=== STATED EXERCISE ===
Each entry below is to be transcribed exactly.
Start
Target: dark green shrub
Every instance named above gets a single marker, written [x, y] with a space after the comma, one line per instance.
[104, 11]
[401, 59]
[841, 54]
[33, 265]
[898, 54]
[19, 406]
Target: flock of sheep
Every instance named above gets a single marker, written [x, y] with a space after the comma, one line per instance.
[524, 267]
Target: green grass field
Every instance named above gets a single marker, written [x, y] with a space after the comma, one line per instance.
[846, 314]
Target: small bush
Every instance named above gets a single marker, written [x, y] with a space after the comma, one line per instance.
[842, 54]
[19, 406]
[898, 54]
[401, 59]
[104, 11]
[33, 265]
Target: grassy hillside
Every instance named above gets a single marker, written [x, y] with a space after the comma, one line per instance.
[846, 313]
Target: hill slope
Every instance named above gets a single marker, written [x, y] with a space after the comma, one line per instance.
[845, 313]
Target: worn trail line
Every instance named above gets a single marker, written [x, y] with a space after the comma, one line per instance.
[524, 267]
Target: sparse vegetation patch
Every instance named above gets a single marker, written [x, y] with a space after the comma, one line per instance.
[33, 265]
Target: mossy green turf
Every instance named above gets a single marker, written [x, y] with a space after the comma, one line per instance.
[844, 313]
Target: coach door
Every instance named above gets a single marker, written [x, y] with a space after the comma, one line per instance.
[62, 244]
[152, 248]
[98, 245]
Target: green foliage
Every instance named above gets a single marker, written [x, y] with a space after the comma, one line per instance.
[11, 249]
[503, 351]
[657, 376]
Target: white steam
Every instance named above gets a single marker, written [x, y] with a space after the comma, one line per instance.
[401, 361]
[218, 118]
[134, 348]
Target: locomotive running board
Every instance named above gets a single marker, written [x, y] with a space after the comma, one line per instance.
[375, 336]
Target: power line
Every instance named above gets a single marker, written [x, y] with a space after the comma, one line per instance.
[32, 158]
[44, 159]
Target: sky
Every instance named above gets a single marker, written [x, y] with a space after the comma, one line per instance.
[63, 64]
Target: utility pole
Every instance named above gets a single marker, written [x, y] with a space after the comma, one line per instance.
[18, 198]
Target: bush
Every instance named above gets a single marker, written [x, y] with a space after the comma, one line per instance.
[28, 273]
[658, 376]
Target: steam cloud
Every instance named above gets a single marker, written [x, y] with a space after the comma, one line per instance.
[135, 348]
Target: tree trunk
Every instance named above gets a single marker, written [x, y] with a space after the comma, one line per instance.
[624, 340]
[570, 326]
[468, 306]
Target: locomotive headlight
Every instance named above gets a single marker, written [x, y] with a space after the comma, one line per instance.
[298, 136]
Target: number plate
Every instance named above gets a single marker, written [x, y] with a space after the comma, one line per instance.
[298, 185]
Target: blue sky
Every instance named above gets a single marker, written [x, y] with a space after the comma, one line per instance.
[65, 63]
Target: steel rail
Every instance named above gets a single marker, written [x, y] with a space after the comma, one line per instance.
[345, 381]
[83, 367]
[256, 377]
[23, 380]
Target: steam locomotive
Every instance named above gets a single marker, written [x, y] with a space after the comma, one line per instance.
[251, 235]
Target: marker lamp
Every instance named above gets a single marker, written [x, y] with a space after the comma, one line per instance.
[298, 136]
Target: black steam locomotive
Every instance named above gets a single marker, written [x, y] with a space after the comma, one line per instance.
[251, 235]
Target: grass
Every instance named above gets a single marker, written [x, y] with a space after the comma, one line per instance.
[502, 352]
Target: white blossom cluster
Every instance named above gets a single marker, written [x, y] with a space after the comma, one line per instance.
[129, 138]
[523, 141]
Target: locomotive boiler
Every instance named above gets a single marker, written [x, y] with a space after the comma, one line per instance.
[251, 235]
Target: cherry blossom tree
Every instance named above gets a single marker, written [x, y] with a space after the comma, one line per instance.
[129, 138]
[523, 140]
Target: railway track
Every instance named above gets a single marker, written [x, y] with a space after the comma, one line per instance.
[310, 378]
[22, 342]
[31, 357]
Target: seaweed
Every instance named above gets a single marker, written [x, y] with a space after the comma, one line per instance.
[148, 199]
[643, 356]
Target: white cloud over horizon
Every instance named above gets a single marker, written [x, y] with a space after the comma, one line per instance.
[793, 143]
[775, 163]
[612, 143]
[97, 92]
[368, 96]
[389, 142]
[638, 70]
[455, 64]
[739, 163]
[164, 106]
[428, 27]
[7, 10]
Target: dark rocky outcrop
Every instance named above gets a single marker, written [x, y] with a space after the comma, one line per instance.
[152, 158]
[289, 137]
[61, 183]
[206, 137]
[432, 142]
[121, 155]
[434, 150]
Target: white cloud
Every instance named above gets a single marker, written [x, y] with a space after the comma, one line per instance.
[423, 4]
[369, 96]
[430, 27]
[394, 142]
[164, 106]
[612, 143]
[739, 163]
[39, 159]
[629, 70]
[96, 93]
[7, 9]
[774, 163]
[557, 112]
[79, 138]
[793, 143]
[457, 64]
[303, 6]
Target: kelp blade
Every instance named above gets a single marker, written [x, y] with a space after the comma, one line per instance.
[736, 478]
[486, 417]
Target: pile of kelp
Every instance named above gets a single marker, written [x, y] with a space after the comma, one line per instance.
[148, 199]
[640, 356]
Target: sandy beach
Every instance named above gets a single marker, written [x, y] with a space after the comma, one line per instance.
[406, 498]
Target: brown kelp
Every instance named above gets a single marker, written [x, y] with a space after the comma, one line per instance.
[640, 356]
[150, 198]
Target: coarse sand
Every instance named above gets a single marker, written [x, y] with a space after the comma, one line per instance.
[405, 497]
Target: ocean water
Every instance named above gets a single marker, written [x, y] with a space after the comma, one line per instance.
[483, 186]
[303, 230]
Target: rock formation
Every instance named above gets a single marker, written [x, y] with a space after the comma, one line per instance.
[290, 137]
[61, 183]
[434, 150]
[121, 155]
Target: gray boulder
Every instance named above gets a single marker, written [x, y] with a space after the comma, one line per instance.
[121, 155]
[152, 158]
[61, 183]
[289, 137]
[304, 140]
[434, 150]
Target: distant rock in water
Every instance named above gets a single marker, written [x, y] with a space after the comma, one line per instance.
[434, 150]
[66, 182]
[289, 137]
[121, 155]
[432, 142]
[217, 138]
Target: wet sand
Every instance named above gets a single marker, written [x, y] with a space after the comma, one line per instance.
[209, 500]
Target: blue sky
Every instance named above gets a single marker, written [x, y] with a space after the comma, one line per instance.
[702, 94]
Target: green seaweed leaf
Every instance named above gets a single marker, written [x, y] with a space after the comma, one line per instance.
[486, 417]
End
=== EXERCISE SOLUTION ===
Target: dark green shrub
Every instance named above gets a single marker, written [x, y] with a space after the comma, one line per instance.
[104, 11]
[401, 59]
[841, 54]
[33, 265]
[898, 54]
[19, 406]
Target: flock of sheep
Every instance named above gets a single marker, written [x, y] with a space after the comma, one line per instance.
[524, 267]
Target: green grass field
Every instance named above gets a single marker, written [x, y] with a space after the comma, one line per instance.
[846, 314]
Target: small bush
Every instance named above gets a single marker, written [x, y] with a space after the comma, one line per instance.
[842, 54]
[19, 406]
[898, 54]
[401, 59]
[104, 11]
[33, 265]
Target: grassy hillside
Every instance named above gets a single marker, written [x, y] with a space after the comma, one line per instance.
[846, 313]
Target: hill slope
Every instance named above gets a single marker, written [x, y] with a space after the comma, one line per instance.
[845, 313]
Target: worn trail line
Every instance named above gets a single marker, written [x, y] with a space after the comma, one line per instance.
[524, 267]
Target: sparse vegetation patch
Every instance named above gets a single marker, written [x, y] with a space after the comma, one line per instance.
[33, 265]
Target: mossy green turf
Every instance named above gets a single marker, written [x, y] with a space after the comma, one line per instance.
[844, 313]
Target: coach door
Every instance named above gets a single marker, written [x, y] with a space after the comma, one line per instance.
[62, 244]
[152, 248]
[98, 245]
Target: green foliage
Every instance named above gets a single marker, written [x, y] with a space after the comma, one line per instance.
[11, 249]
[503, 351]
[657, 376]
Target: white steam
Every instance named above gets a single marker, written [x, y] with a space after the comma, one line per instance.
[401, 361]
[218, 118]
[134, 348]
Target: locomotive running board
Every instance named above gets a single marker, written [x, y] with a space after the comma, one line per instance.
[375, 336]
Target: power line
Every instance named above gets a single marker, written [x, y] with a space after the comma, one line per instance.
[32, 158]
[44, 159]
Target: sky
Every instance named above gets a single marker, written [x, y] with a space after the comma, one line per instance.
[63, 64]
Target: utility pole
Every instance named above gets a single marker, written [x, y] with a space after the comma, one line per instance.
[18, 198]
Target: bush
Every instance named above gets a single marker, written [x, y] with a space after the comma, one line per instance.
[28, 273]
[658, 376]
Target: steam cloud
Every instance named above gets a single marker, written [x, y] with a space after the comma, one line per instance.
[135, 348]
Target: tree trunk
Every instance named above gets a single marker, written [x, y] with a space after the comma, one line per instance.
[624, 340]
[570, 326]
[468, 306]
Target: locomotive headlight
Every instance named above gets a single marker, written [x, y] with a space after the comma, one line per instance.
[298, 136]
Target: number plate
Every instance named above gets a single marker, written [x, y] with a space after the comma, one line per instance.
[298, 185]
Target: blue sky
Every instance named above gets a single marker, written [x, y] with a space after the comma, one line per instance.
[65, 63]
Target: steel rail
Every instance named above gets a single marker, written [x, y] with a space after the comma, one line per instance.
[345, 381]
[83, 367]
[256, 377]
[23, 380]
Target: steam locomotive
Every instance named above gets a single marker, written [x, y] with a space after the comma, one line per instance.
[251, 235]
Target: marker lamp
Every instance named above gets a single marker, written [x, y] with a space after the comma, one line per instance.
[298, 136]
Target: black steam locomotive
Every instance named above gets a single marker, written [x, y] with a space after the comma, one line per instance.
[251, 235]
Target: grass
Every instance named above gets a single marker, written [x, y] with a space after the comma, one line per instance.
[502, 352]
Target: white blossom cluster
Every instance named above gets a single marker, written [x, y] with a space after the comma, one line per instance.
[129, 138]
[523, 141]
Target: locomotive boiler
Every instance named above gets a single marker, written [x, y] with a space after the comma, one line per instance.
[251, 235]
Target: cherry blossom tree
Every instance named above gets a single marker, written [x, y] with a space after the comma, one line per instance.
[129, 138]
[523, 140]
Target: railway track
Every instance named above gets a single marker, written [x, y] with a space after the comma, one line per instance.
[310, 378]
[22, 342]
[31, 357]
Target: seaweed
Every instance named above gets a single marker, written [x, y] with a space after the comma, one line per instance.
[148, 199]
[643, 356]
Target: white cloud over horizon
Every instance named above gets a single marker, written [x, y] with a space after the comma, one line per instance.
[793, 143]
[775, 163]
[612, 143]
[97, 92]
[368, 96]
[389, 142]
[638, 70]
[455, 64]
[739, 163]
[164, 106]
[428, 27]
[7, 10]
Target: dark rocky outcrop
Every instance named above gets a single marker, written [x, y] with a space after the comma, one line per instance.
[152, 158]
[289, 137]
[61, 183]
[206, 137]
[432, 142]
[121, 155]
[434, 150]
Target: white cloud
Every instance named above gets a single marker, written [x, y] with a space after the comma, one line per instance.
[423, 4]
[369, 96]
[430, 27]
[394, 142]
[164, 106]
[612, 143]
[739, 163]
[39, 159]
[629, 70]
[96, 93]
[7, 9]
[774, 163]
[557, 112]
[79, 138]
[793, 143]
[457, 64]
[303, 6]
Target: kelp blade
Every instance named above gets a single marker, written [x, y] with a space after the comma, one line per instance.
[736, 478]
[486, 417]
Target: pile of kelp
Every instance named above gets a single marker, written [x, y] with a space after the comma, one line per instance.
[148, 199]
[640, 356]
Target: sandy beach
Every instance named above gets a single marker, written [x, y] with a space after the comma, one line per instance.
[406, 498]
Target: brown kelp
Every instance named above gets a single marker, written [x, y] with a space after the comma, one line per instance.
[640, 356]
[150, 198]
Target: coarse sand
Every instance named above gets a single marker, written [x, y] with a space after the comma, one line per instance.
[405, 497]
Target: ocean water
Every instance named above gets a single marker, written [x, y] with a space after the comma, one line per instance.
[483, 186]
[303, 230]
Target: rock formation
Every instance named above gets a single marker, written [x, y] with a space after the comma, one line per instance.
[290, 137]
[61, 183]
[434, 150]
[121, 155]
Target: gray boulder
Every instance named above gets a single marker, written [x, y] with a space after the comma, one line per instance.
[121, 155]
[152, 158]
[61, 183]
[289, 137]
[304, 140]
[434, 150]
Target: distant rock in water
Every instance named above gets a single marker, written [x, y] with a space after the comma, one line per instance.
[434, 150]
[66, 182]
[289, 137]
[121, 155]
[432, 142]
[217, 138]
Target: wet sand
Every instance named above gets a single marker, written [x, y] with a space after the comma, one line per instance.
[209, 500]
Target: blue sky
Every instance named above gets a single marker, written [x, y] with a space after the comma, one line per instance.
[702, 94]
Target: green seaweed leaf
Every instance named above gets a single marker, written [x, y] with a space after the comma, one line per instance.
[486, 417]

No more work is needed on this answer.